Copy the items below word for word, from their first line through the line containing "[197,219,350,246]", including both of those lines.

——————

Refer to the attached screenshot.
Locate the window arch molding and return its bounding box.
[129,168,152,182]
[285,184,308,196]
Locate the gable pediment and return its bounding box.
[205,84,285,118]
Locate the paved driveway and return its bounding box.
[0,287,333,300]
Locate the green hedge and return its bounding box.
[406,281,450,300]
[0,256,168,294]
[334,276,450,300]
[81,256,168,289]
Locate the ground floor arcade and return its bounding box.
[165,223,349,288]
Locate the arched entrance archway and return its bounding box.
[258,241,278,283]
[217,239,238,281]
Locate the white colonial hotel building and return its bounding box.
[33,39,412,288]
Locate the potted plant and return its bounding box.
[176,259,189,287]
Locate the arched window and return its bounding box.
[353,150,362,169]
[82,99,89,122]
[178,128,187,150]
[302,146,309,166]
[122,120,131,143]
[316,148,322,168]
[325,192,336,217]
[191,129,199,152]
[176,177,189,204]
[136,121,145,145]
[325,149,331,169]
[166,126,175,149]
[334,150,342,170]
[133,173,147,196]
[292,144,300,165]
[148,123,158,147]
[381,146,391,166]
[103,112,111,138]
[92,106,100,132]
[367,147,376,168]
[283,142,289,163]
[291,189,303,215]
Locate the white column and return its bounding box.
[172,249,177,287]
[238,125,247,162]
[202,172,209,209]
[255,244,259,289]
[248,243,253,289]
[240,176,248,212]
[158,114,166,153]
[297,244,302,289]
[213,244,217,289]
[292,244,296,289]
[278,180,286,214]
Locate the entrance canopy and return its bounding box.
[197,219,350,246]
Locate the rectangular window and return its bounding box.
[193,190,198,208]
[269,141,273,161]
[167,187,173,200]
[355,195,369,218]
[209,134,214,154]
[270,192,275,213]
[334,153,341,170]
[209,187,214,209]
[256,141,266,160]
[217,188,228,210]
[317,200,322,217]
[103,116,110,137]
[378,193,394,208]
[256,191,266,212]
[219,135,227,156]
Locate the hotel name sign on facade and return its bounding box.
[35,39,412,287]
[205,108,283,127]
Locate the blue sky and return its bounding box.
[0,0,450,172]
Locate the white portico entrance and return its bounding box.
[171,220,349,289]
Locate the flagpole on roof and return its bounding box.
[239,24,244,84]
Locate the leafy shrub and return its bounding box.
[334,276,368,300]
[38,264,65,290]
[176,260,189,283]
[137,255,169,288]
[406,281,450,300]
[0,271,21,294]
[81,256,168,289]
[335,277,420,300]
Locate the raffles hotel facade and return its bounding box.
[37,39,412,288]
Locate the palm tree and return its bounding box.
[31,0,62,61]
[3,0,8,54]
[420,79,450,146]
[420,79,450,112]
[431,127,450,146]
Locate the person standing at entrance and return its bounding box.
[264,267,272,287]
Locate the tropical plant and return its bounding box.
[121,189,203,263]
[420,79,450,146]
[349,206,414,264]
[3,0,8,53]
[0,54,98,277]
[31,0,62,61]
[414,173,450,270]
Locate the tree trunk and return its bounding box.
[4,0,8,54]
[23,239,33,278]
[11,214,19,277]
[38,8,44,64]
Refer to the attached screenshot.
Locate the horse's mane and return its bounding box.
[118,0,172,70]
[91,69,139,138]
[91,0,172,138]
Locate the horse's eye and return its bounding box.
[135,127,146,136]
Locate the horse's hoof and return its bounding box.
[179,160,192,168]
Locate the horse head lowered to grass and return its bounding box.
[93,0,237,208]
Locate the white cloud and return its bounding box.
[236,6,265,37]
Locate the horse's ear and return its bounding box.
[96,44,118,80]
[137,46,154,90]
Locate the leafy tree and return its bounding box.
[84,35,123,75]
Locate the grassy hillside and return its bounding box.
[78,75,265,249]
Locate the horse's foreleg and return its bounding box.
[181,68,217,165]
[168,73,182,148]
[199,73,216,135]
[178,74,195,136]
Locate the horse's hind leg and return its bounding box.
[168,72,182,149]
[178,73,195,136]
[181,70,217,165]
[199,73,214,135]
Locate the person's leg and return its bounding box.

——————

Completed exercise.
Refer to the attached screenshot.
Locate the window arch molding and return its bounding box.
[129,168,152,182]
[285,184,308,196]
Locate the gable pediment and return its bounding box.
[205,84,285,118]
Locate the paved driveway and return its bounding box.
[0,287,333,300]
Locate the green hedge and return its bounding box.
[406,281,450,300]
[0,256,168,294]
[334,276,450,300]
[81,256,168,289]
Locate the ground floor arcade and return its bounding box.
[165,223,349,288]
Locate the arched entrance archway and return its bounding box.
[258,241,278,283]
[217,239,238,281]
Locate the white colonial hotel building and return its bounding box.
[33,39,412,288]
Locate the potted plant and return its bounding box.
[176,259,189,287]
Locate the arched window and return its bounding box.
[353,150,362,169]
[82,99,89,122]
[178,128,187,150]
[302,146,309,166]
[122,120,131,143]
[316,148,322,168]
[325,192,336,217]
[191,129,199,152]
[176,177,189,204]
[136,121,145,145]
[325,149,331,169]
[166,126,175,149]
[334,150,342,170]
[133,173,147,196]
[292,144,300,165]
[148,123,158,147]
[381,146,391,166]
[103,112,111,138]
[92,106,100,132]
[367,147,376,168]
[283,142,289,163]
[291,189,303,215]
Locate the white column and return its bounding box.
[172,249,177,287]
[238,125,247,162]
[202,172,209,209]
[255,244,259,289]
[248,243,253,289]
[240,176,248,212]
[158,114,166,153]
[297,244,302,289]
[213,244,217,289]
[292,244,296,289]
[278,180,286,214]
Locate the entrance canopy and return its bounding box.
[197,219,350,246]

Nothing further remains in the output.